A kind of quasi-ethnographic study, Fiona Tan’s video project “Correction” shows a penal culture at odds with the Oz-like dramas that masquerade as reality. There are no sweaty, hard bodies pumping iron or wielding shanks here, and even gangbangers are stripped of their collective threat. Instead, Tan surrounds viewers with 300 images of silent inmates and officers, each shot for 50 seconds, standing motionless before the viewer. The first in a series of works commissioned by the Three M Project—a consortium of American museums that includes L.A.’s Hammer Museum, Chicago’s Museum of Contemporary Art, and the New
Museum—Tan’s quietly provocative work has an archival quality reminiscent of August Sander.

PROBLEM SET
[1] Based on the review of Fiona Tan’s “Correction,” say yes or no to each statement and quote the words of the review that decide it: (a) Each image in the work is shot for 50 seconds. (b) The people in the images stand still and do not speak. (c) The Three M Project is a consortium of European museums.
[2] Resume the review of Fiona Tan’s “Correction” after its final sentence, keeping its voice and subject.
The material that follows has no connection to the review of Fiona Tan’s “Correction.”

DATA PROVIDED
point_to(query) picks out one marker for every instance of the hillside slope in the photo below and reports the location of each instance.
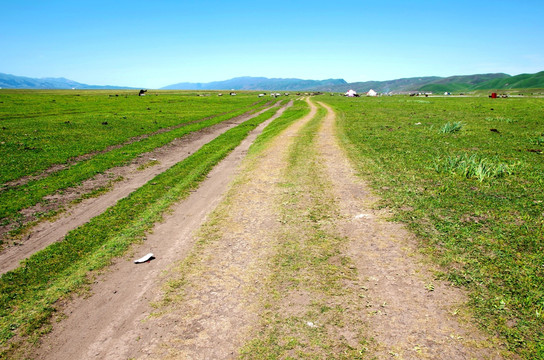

RESULTS FOR THE EXERCISE
[1]
(a) Yes: “each shot for 50 seconds.”
(b) Yes: “silent inmates and officers” and “standing motionless before the viewer.”
(c) No: “a consortium of American museums.”

[2]
The circular installation features six projection screens arranged to mimic the panoptic surveillance of prison architecture, where, as Foucault famously observed, “visibility is a trap.” Placing us in the center, the traditional position of the incarcerated, Tan turns the viewer into both the watcher and the watched, confronting us with faces that alternately smile, stare, glower, and flinch. Only the distant echoes of clanking cages, footsteps, or the occasional burst of laughter puncture their awkward silence, and Tan makes sure we feel the dehumanizing atmosphere they inhabit, framing their stillness under jarring fluorescent lights in narrow hallways, offices, and cells, where furniture is either absent or welded to the floors and walls. In a mere 50 seconds, any sense of personal identity her subjects manage to convey appears to drain away, statue-like patience becoming stoic resignation. Even the guards seem sucked into this vacuum of anonymity and institutional constraint. The cumulative effect is of a slow death, a smothering of individual expression by a system as culpable, in Tan’s view, as the criminals it aims to “correct.”